■ What the task requires
Set down exactly each line of the entries below, beginning at the one that contains "like point(539, 374)." and ending at the last, and no others.

■ Saved entries
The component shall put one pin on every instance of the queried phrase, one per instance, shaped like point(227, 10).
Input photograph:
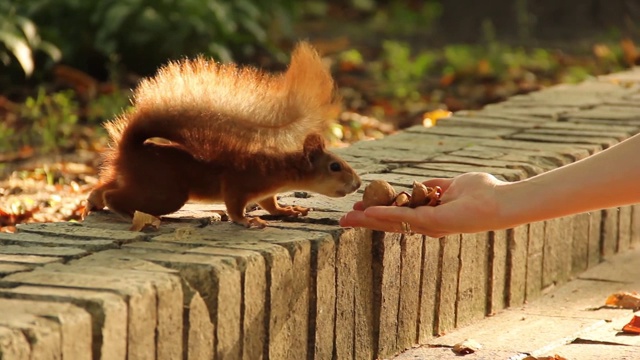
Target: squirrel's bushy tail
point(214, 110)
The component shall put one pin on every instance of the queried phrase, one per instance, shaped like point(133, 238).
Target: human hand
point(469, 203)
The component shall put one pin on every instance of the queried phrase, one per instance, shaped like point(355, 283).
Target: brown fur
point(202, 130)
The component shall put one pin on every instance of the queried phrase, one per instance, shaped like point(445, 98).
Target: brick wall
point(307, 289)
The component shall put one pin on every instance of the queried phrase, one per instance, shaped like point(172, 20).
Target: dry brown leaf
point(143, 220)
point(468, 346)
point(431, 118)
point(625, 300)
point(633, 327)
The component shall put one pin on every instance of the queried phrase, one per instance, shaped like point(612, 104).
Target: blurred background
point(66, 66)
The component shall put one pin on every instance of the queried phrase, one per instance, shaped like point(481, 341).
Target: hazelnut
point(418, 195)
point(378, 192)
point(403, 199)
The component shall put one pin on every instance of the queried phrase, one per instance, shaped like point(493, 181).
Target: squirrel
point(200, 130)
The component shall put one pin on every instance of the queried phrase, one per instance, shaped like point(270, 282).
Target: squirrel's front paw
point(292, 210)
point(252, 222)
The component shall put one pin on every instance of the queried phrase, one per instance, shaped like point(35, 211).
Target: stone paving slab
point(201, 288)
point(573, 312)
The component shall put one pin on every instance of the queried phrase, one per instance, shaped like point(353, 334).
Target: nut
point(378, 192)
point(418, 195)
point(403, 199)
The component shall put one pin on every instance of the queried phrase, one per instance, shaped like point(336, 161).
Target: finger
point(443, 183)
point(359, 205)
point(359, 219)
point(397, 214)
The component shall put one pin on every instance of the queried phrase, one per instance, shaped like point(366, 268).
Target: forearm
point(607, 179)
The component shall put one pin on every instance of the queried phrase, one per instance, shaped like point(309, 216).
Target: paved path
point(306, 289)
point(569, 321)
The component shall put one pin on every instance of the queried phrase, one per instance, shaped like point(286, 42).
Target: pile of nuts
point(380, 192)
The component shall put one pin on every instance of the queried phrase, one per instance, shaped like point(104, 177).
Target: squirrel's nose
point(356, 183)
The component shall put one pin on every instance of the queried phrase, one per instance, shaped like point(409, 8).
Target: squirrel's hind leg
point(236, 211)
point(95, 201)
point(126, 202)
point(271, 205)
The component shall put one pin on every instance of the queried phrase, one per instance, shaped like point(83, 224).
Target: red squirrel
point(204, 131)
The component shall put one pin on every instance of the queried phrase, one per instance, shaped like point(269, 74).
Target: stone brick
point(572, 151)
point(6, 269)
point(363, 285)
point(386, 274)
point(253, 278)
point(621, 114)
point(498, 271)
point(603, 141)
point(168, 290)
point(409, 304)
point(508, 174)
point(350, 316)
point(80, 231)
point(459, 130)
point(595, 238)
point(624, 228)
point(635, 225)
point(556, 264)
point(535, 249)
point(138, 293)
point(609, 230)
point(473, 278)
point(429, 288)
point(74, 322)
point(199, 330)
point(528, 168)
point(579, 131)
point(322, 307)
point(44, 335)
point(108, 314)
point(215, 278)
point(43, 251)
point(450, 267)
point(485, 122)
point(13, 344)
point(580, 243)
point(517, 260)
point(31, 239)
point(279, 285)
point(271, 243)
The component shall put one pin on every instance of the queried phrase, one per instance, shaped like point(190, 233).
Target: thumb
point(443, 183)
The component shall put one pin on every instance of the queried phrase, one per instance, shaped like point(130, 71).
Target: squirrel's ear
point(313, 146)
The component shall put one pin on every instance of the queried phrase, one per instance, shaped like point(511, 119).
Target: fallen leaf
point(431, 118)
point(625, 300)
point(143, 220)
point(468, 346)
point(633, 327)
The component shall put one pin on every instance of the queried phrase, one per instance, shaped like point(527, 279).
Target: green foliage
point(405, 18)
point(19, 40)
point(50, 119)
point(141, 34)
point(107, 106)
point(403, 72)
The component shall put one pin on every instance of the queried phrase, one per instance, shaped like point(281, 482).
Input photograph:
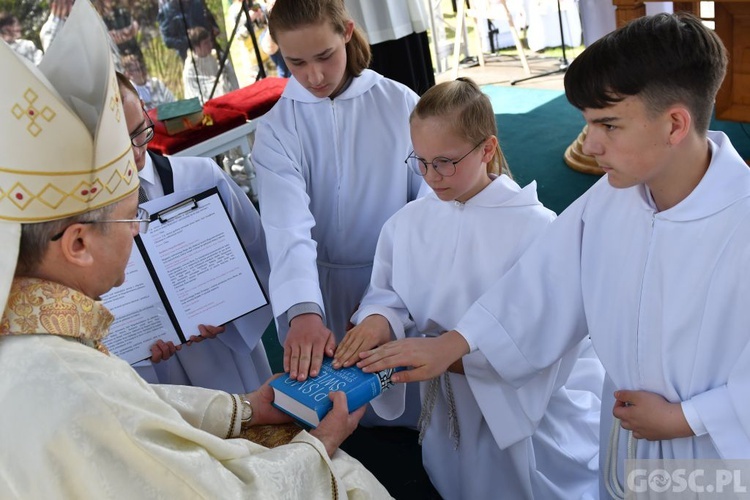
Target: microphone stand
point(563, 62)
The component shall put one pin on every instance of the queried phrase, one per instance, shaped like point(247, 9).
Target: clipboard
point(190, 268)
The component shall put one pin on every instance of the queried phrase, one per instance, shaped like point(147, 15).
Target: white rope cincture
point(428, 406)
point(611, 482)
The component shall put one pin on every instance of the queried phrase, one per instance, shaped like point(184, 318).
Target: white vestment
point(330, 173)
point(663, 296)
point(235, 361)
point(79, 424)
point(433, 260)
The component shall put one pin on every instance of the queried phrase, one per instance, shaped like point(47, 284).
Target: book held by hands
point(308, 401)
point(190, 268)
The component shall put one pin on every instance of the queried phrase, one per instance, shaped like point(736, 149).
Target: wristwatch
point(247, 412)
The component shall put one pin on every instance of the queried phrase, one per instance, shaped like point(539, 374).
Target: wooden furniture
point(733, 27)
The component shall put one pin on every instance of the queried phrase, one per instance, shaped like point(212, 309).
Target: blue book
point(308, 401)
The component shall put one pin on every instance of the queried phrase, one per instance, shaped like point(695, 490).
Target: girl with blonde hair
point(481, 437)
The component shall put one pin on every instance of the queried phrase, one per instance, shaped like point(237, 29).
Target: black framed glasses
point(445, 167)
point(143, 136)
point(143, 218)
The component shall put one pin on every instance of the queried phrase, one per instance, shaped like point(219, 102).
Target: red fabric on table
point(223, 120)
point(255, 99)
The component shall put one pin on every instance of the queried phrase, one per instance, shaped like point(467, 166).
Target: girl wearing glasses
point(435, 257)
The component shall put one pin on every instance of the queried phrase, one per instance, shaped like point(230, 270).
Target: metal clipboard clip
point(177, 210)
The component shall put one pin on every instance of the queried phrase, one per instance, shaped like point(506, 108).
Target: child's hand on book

■ Exercise result
The component shall put one pin on every instance of the queried phrase, one per instance, shaped like point(539, 374).
Target: wooden furniture
point(733, 27)
The component shall put one pin on every instance of the queried phrase, one per instance, shaped like point(212, 309).
Target: blue book
point(308, 401)
The component shall put one pin on every instance of the queried phrase, one per instance, shaped like point(695, 490).
Target: girl with blonde hair
point(481, 437)
The component shall put one pin on every instance of the queried phrase, one per instance, shaped like point(237, 29).
Target: black framed glasses
point(445, 167)
point(143, 136)
point(143, 218)
The component shall put one pin on every instance of the queried phrase, one per instance, shaped like point(219, 102).
Target: red fabric on table
point(223, 120)
point(255, 99)
The component shall put one pin on every instance of the queried phrase, one per instance, shaped like point(467, 166).
Target: girl wearing glasses
point(435, 257)
The component shall put one pin on every instance of the queried phrase, one per instance, shaped like point(230, 270).
Target: metal clipboard clip
point(177, 210)
The component shall put one pin on every instance of the queried phrase, one per instance, shaped like point(506, 108).
Target: child's hand on book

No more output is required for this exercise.